■ DATA FOR THE TASK
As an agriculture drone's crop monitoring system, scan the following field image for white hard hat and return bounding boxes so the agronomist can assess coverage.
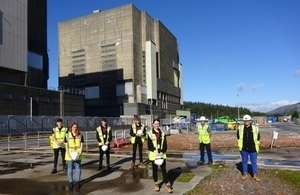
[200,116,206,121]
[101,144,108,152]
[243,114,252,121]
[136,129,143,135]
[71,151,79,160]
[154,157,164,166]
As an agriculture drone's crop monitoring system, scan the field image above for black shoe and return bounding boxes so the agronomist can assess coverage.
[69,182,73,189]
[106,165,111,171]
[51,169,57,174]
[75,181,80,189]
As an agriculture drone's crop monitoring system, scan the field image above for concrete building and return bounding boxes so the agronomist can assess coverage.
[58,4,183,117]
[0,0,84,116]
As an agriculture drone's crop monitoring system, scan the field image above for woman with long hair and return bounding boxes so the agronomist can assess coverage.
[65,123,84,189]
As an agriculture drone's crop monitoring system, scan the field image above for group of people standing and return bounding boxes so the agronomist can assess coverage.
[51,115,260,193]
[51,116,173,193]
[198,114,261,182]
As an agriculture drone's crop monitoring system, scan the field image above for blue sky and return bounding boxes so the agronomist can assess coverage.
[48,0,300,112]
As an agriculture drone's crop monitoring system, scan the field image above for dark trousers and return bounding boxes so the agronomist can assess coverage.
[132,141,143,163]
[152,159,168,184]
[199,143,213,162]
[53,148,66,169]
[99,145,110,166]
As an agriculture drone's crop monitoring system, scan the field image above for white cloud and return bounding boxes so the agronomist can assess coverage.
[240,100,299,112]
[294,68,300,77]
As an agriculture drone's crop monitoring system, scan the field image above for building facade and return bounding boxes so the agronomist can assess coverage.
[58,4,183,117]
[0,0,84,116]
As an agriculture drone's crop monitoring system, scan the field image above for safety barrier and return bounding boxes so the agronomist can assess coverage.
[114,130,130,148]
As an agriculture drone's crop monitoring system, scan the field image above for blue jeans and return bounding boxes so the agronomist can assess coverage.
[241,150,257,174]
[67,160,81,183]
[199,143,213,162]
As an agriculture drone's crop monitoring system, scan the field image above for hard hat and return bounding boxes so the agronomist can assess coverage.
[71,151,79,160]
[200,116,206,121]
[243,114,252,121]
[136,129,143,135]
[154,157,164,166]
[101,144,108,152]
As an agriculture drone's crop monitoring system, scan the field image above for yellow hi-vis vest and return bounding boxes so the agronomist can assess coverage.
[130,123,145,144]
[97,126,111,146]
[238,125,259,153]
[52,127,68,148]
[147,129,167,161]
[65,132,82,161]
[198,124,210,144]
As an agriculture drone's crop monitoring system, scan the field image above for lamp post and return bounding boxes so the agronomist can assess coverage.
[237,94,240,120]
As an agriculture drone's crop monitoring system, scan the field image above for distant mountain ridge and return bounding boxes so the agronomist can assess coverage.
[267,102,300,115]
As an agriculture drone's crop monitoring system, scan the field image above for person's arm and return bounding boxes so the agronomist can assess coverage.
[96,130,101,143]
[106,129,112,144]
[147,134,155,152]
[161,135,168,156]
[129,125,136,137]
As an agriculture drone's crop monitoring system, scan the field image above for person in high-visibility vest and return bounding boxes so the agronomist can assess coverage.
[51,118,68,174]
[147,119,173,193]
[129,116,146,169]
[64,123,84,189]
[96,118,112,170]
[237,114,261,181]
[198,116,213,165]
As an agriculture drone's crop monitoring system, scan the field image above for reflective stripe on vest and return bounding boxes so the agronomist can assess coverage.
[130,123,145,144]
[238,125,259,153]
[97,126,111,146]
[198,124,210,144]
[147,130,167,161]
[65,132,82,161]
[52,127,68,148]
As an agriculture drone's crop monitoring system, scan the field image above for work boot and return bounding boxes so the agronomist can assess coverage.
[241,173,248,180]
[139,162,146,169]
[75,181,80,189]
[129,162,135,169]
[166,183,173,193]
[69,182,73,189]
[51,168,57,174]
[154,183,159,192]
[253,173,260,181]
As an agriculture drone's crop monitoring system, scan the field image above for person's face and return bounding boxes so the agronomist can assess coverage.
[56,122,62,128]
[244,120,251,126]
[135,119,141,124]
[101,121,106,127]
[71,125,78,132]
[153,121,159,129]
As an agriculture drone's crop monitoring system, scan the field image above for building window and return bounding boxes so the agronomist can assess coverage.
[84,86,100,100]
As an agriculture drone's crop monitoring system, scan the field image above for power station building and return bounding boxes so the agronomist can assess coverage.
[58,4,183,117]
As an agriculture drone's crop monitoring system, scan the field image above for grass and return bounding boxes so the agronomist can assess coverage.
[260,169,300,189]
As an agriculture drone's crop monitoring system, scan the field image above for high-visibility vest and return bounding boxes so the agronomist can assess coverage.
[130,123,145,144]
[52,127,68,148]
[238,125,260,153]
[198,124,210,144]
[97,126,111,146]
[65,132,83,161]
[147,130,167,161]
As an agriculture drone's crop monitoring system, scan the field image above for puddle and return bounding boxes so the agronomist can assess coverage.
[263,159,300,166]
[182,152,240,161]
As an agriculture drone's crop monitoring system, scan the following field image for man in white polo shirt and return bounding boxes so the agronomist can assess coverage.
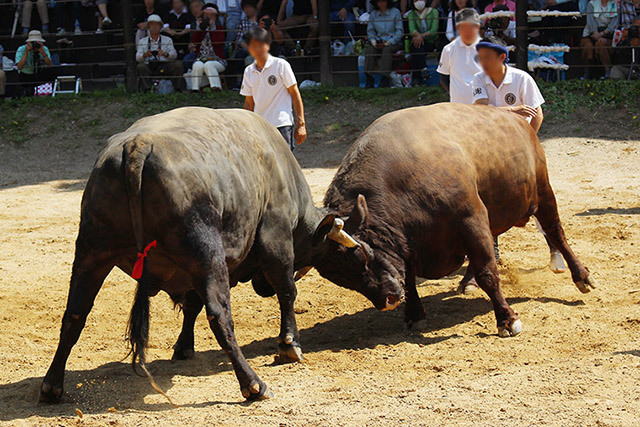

■ TASK STATEMENT
Please find every line in the items above that contains the word "building" and copy each such line in full.

■ FULL ANSWER
As an agriculture drone's crop monitoring system, scan the field image above for concrete building and return bounding boxes so the agronomist can assess coverage.
As an agriculture drone's crop monitoring system, scan the field image above for building facade and return bounding boxes so the agronomist can assess coverage.
As an agriculture drone's crop monitoring system, scan the field image above for building window and return bounding boxes so the agronomist can assess coverage.
As an agriculture drone's crop monitoring system, scan the field image above for power station building and return bounding boxes so the agronomist can assess coverage.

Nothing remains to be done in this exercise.